**To be done**
Collect every line of the material that contains the word "water", and list those lines in the order they appear.

[Stored items]
▽

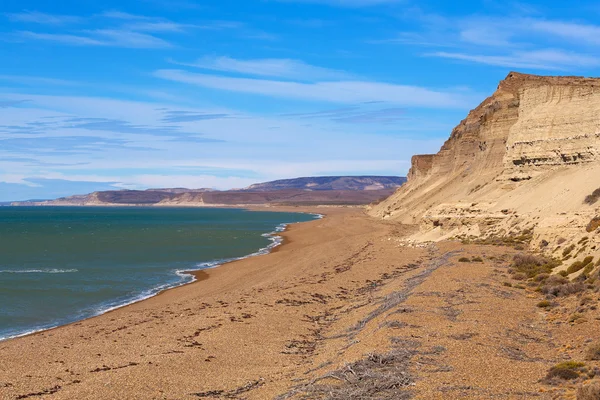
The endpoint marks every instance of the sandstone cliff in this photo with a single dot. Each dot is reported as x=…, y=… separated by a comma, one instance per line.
x=523, y=160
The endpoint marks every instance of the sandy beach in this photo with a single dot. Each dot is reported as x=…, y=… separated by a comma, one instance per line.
x=340, y=290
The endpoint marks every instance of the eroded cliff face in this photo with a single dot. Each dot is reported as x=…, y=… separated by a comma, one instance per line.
x=525, y=159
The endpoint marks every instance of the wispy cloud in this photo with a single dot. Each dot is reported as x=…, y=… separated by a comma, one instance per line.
x=334, y=92
x=42, y=18
x=115, y=14
x=101, y=37
x=537, y=59
x=521, y=42
x=356, y=115
x=580, y=33
x=347, y=3
x=36, y=80
x=273, y=67
x=189, y=116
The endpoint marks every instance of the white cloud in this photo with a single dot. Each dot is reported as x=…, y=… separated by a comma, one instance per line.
x=274, y=67
x=581, y=33
x=335, y=92
x=42, y=18
x=536, y=59
x=347, y=3
x=529, y=43
x=101, y=37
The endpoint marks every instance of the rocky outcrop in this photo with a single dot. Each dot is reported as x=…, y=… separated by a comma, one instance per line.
x=331, y=183
x=524, y=159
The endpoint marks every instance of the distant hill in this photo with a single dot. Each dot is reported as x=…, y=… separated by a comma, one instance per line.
x=331, y=183
x=330, y=190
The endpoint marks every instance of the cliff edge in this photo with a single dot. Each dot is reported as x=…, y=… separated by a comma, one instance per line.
x=524, y=160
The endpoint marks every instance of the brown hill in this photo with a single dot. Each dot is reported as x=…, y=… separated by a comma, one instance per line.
x=336, y=190
x=523, y=161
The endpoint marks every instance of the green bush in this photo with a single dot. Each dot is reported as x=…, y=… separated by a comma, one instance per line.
x=544, y=304
x=532, y=265
x=593, y=352
x=568, y=250
x=579, y=265
x=567, y=371
x=593, y=198
x=593, y=225
x=589, y=392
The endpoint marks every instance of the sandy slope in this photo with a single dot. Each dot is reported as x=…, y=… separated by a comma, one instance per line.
x=339, y=289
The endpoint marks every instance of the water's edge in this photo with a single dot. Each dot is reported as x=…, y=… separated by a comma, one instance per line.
x=186, y=277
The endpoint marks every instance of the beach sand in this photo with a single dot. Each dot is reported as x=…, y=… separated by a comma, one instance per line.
x=337, y=290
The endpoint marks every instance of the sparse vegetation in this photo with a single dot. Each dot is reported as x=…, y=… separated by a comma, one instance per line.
x=593, y=198
x=532, y=265
x=559, y=286
x=593, y=225
x=589, y=392
x=544, y=304
x=568, y=250
x=579, y=265
x=593, y=352
x=567, y=371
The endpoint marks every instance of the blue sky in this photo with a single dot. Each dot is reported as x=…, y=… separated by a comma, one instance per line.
x=222, y=94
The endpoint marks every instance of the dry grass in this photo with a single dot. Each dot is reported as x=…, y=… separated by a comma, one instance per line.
x=378, y=376
x=559, y=286
x=593, y=352
x=532, y=265
x=589, y=392
x=593, y=198
x=593, y=225
x=579, y=265
x=565, y=371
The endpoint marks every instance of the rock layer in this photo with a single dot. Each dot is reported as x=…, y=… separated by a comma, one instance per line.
x=525, y=158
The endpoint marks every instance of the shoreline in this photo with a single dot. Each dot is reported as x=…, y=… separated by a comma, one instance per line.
x=343, y=291
x=197, y=275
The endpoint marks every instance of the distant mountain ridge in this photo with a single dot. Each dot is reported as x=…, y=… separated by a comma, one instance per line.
x=331, y=183
x=329, y=190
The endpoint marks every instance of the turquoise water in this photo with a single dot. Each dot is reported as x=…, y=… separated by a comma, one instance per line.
x=62, y=264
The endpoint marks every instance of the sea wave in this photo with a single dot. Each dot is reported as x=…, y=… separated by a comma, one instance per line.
x=38, y=271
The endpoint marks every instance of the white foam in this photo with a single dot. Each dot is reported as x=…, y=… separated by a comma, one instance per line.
x=185, y=278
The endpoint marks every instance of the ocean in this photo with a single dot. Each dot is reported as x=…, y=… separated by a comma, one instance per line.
x=63, y=264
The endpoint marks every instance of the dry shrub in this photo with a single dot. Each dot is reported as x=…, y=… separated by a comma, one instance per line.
x=593, y=352
x=589, y=392
x=593, y=198
x=565, y=371
x=379, y=376
x=562, y=290
x=568, y=250
x=593, y=225
x=532, y=265
x=579, y=265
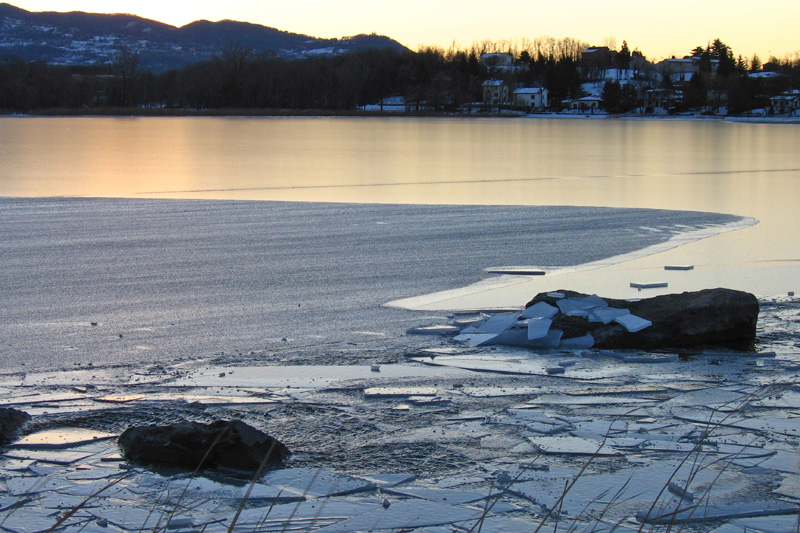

△

**Solution below**
The endpoint marks every instance of the water's edge in this photo with a single dot. Each dot is reported as x=…, y=… separated by a comma, one instance per line.
The endpoint marks every instance of the turquoise water in this photo with a single dot. Each dot is reported as x=…, y=… separated by a comma, one instance per line.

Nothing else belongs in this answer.